**Task directions:** Reproduce exactly the span of lines beginning at the one with "Annotation task — point out every instance of the light" and ending at the last line of the data below, omitting pictures.
==============================
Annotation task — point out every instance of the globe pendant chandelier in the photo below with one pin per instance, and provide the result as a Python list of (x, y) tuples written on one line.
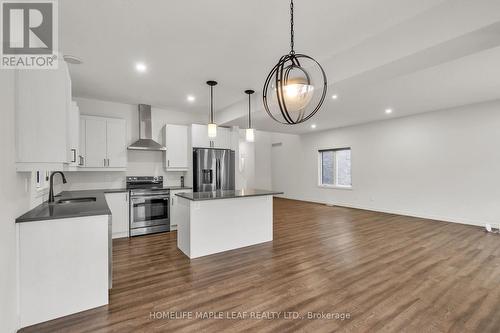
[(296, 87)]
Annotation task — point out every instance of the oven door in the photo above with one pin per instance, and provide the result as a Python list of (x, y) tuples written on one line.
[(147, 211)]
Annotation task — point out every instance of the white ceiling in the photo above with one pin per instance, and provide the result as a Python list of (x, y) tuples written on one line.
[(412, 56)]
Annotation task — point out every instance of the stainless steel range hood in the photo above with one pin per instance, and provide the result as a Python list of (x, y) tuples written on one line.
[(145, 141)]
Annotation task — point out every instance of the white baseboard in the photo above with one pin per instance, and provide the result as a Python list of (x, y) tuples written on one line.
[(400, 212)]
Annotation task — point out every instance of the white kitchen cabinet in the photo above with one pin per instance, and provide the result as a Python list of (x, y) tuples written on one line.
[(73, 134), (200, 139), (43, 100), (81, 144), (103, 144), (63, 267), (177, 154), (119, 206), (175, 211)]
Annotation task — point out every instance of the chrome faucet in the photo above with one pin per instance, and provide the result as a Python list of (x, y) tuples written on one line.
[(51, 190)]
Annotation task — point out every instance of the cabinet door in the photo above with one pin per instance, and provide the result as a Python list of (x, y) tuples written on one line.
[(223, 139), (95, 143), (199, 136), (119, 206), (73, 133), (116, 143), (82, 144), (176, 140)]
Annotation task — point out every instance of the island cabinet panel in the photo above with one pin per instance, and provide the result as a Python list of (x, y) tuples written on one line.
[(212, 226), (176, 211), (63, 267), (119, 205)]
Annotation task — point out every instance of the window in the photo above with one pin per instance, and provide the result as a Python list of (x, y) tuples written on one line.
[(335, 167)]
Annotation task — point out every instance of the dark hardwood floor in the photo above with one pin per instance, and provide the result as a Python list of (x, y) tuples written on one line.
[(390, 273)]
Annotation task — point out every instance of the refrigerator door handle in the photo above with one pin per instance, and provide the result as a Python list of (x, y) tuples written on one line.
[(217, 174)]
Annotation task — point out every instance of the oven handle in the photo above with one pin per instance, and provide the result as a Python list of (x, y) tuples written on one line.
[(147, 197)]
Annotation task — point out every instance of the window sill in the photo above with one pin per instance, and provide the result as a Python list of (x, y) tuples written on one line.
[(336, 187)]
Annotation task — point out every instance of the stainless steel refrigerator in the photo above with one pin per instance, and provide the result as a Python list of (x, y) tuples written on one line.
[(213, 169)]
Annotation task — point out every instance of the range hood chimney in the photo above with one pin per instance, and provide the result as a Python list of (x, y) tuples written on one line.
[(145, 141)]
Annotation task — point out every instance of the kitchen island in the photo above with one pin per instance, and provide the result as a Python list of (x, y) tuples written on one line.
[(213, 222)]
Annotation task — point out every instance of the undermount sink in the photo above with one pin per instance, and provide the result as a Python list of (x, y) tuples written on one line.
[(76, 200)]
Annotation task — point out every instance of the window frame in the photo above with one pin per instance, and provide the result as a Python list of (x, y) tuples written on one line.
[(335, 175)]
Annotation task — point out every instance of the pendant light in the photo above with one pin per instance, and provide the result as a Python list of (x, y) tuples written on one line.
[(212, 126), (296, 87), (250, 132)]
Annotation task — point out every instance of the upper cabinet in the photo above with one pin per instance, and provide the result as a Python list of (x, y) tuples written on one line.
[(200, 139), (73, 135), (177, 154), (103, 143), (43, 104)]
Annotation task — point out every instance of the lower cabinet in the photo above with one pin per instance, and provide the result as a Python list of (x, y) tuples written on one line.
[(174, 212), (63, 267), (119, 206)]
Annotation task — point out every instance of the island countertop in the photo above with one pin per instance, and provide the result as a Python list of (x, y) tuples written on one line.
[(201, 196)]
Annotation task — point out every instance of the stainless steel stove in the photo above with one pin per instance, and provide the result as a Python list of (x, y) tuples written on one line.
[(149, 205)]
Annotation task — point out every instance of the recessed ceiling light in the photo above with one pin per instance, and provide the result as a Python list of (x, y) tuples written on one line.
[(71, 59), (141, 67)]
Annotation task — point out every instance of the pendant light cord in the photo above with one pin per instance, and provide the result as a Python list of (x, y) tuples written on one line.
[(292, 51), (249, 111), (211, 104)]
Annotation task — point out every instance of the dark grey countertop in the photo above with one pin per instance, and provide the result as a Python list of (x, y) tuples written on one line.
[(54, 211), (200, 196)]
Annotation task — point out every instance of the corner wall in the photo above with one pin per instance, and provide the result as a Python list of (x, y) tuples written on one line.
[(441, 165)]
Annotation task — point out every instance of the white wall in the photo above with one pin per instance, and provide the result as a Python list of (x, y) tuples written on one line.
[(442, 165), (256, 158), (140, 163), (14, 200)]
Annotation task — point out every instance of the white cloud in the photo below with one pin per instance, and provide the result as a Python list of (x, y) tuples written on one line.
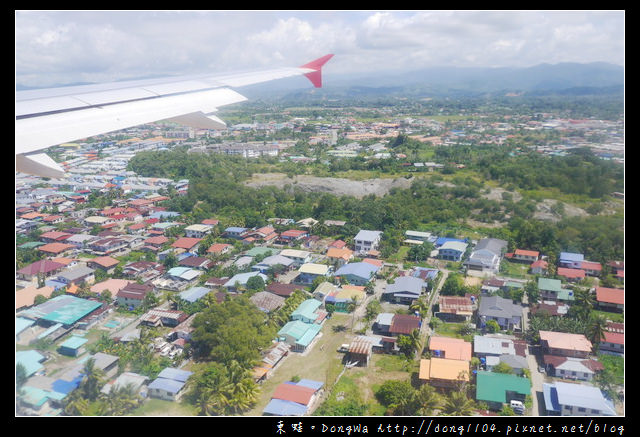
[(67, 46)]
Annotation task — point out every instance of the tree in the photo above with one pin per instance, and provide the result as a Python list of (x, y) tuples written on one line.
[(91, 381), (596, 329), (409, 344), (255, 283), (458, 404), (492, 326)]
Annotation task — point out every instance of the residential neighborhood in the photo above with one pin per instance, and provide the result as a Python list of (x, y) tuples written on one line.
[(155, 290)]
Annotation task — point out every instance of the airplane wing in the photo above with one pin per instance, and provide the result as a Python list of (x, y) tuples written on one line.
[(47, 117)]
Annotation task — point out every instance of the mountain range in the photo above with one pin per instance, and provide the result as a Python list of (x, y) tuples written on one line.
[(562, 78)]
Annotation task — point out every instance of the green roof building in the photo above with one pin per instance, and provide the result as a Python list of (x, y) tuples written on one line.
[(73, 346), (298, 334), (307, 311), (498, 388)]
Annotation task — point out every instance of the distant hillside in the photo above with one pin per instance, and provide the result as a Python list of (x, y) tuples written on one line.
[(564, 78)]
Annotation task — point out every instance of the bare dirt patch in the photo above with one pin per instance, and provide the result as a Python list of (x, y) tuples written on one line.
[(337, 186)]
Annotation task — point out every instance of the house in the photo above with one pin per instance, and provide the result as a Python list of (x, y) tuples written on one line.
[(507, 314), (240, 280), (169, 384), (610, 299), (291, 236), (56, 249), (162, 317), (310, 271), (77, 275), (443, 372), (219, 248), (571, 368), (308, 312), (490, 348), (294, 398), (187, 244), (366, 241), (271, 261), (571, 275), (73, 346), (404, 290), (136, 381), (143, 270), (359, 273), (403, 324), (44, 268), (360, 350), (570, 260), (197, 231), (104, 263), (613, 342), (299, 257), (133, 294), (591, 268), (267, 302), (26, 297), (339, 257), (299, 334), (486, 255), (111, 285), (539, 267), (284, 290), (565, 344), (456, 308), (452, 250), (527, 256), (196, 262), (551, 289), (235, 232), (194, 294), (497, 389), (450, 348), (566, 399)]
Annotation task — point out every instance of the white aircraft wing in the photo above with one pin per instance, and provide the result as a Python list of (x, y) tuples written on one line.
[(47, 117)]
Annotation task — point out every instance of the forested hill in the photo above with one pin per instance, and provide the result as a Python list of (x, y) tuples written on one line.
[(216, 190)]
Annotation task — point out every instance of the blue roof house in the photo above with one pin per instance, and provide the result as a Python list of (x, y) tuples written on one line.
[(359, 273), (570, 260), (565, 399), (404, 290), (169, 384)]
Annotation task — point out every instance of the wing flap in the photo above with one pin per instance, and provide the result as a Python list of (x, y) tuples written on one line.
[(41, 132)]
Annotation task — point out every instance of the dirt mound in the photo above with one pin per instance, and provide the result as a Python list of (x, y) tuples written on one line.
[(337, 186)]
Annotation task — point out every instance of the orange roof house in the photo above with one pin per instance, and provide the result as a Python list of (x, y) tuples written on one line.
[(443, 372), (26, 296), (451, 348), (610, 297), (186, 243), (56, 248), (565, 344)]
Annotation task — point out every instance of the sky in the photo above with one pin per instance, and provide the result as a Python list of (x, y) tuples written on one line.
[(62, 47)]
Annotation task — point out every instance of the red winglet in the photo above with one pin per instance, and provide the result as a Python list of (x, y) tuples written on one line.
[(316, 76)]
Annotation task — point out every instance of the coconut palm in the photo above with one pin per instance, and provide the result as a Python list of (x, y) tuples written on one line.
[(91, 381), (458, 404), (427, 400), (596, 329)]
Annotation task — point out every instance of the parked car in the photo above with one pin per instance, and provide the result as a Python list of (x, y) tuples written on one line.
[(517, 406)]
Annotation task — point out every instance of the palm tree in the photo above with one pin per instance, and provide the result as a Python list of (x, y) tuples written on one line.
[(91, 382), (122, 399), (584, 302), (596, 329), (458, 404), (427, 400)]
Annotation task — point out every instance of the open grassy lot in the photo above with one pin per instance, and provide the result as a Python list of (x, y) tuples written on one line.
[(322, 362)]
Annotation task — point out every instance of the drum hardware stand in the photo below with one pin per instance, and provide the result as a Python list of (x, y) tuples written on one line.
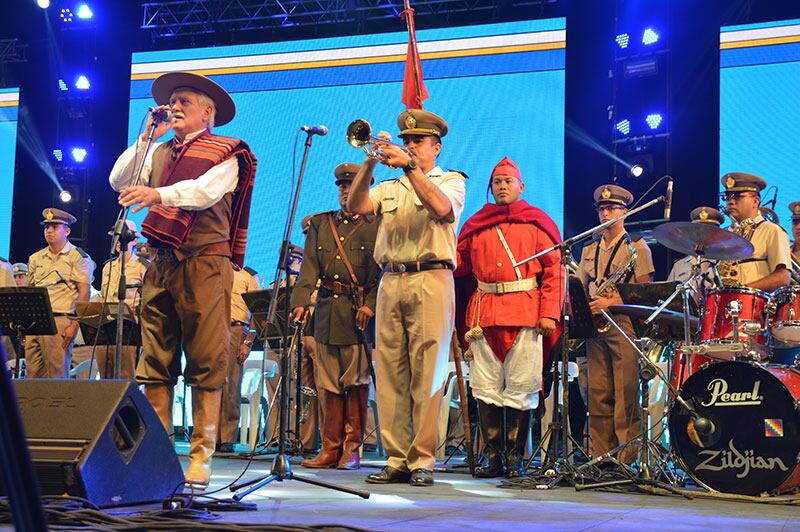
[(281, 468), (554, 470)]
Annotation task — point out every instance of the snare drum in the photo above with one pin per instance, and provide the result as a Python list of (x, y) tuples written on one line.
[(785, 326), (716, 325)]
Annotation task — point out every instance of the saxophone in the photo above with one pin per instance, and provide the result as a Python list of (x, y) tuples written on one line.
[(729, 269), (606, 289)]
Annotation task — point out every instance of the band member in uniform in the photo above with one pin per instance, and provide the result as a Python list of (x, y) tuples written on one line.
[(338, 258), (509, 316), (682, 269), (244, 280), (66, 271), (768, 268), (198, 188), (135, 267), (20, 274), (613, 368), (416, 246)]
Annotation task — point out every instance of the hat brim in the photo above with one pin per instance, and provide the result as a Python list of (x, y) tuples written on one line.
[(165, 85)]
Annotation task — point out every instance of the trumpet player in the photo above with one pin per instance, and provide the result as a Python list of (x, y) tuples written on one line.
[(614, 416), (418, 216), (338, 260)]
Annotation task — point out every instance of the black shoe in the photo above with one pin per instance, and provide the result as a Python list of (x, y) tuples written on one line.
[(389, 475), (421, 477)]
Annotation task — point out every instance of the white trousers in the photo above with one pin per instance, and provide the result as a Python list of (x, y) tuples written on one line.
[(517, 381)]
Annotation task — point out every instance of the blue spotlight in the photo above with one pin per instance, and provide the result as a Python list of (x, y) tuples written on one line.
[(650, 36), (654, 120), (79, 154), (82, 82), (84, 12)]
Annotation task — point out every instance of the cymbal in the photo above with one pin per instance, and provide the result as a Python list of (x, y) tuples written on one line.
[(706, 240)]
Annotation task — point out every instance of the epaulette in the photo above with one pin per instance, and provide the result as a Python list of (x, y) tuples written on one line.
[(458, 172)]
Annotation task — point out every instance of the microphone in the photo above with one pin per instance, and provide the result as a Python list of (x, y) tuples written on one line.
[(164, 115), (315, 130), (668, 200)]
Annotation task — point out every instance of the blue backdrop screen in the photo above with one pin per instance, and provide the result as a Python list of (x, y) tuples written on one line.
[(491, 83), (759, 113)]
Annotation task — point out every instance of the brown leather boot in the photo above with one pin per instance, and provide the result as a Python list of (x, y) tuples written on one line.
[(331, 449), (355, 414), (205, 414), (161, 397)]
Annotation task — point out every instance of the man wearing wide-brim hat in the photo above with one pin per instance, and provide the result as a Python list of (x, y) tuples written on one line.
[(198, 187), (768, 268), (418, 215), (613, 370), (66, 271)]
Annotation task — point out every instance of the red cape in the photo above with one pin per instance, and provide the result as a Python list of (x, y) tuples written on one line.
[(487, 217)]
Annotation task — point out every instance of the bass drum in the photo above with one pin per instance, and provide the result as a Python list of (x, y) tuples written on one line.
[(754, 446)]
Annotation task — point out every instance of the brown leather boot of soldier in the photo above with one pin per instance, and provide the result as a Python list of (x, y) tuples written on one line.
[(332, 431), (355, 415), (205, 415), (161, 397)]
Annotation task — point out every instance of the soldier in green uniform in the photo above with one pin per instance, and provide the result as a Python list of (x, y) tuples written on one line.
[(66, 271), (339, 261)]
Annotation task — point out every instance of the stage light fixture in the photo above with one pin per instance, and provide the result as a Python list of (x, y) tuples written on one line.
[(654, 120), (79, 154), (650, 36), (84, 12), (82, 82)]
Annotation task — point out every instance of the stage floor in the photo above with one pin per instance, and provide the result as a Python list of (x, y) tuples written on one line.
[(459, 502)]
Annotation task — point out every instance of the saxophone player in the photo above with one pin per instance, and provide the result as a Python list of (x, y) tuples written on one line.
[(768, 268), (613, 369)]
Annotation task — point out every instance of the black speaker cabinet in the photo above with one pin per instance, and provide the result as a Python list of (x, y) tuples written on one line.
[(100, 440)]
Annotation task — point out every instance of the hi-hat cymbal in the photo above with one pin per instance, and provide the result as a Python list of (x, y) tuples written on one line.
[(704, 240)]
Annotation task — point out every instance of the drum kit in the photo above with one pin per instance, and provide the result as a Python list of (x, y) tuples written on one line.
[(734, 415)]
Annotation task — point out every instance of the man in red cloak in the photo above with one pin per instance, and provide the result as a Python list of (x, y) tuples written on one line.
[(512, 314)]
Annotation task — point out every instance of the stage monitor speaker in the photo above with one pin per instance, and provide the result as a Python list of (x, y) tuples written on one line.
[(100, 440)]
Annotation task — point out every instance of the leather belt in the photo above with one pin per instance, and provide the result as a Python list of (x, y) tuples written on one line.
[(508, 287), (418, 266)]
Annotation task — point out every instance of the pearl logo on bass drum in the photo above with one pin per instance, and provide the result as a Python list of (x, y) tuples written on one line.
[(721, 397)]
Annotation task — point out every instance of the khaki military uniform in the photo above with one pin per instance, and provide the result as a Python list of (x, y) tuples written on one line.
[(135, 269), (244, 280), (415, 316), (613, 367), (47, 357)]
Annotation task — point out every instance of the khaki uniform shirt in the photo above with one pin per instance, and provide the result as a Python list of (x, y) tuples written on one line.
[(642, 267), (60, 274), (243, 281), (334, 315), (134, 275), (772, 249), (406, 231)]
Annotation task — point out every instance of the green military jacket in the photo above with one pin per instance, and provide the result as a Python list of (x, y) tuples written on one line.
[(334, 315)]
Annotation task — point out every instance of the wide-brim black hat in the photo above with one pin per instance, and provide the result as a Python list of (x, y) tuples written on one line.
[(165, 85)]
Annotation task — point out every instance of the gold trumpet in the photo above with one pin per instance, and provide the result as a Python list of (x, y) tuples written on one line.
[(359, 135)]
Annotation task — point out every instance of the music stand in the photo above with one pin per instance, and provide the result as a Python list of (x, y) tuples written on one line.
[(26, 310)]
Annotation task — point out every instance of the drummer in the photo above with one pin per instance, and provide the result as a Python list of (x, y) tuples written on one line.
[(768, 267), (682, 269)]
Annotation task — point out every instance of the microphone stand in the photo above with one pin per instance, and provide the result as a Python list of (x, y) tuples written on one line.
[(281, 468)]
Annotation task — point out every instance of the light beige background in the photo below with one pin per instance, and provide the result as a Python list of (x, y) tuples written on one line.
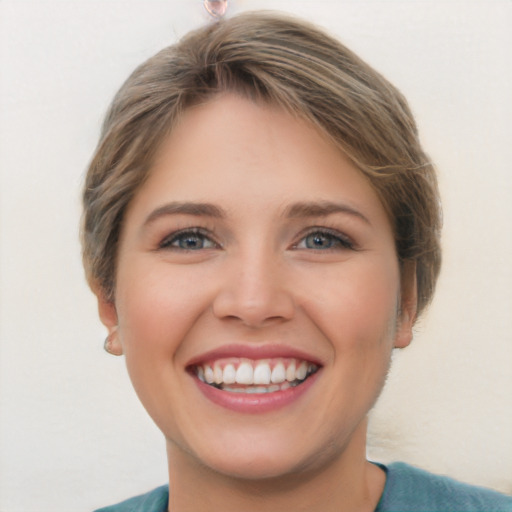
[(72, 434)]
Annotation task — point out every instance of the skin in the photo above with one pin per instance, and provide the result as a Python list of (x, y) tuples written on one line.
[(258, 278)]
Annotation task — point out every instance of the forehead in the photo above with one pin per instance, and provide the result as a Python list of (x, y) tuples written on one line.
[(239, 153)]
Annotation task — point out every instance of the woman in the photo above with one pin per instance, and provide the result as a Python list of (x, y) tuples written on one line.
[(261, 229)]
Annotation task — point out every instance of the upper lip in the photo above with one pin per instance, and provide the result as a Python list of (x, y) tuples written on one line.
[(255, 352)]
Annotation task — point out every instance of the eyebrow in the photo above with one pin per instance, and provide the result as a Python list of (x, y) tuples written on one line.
==============================
**Response:**
Annotation task — point out every instance of the light beige background in the photo below with one pin per instance, and provide the result as a Python list of (x, y) tuples written on one line.
[(72, 434)]
Annotation task — point out every instance of the skin in the photo above with one pin per instance, and provide the result as a Python list of (x, y) tuples written on one line.
[(258, 278)]
Annotation task — point out every instance of the forehead in the photo above with one pin per instance, and provide the result as a Python list of (x, y) tuples written on one line.
[(239, 153)]
Annotation task — point out every instance of the woman in the photo above with one pin per instance, and provide the result as a Python list of (x, y) tuples written on one line.
[(261, 229)]
Annotation task — point out every instance of the upper lip in the photo above with one pin per instance, and provide the result as a Python list of (x, y) tuples written on one line.
[(255, 352)]
Annotation task — point out every instance of the eyebrow in the photo above with one pin per instance, and provide the result as a Python list of (x, y) tuples written on one line.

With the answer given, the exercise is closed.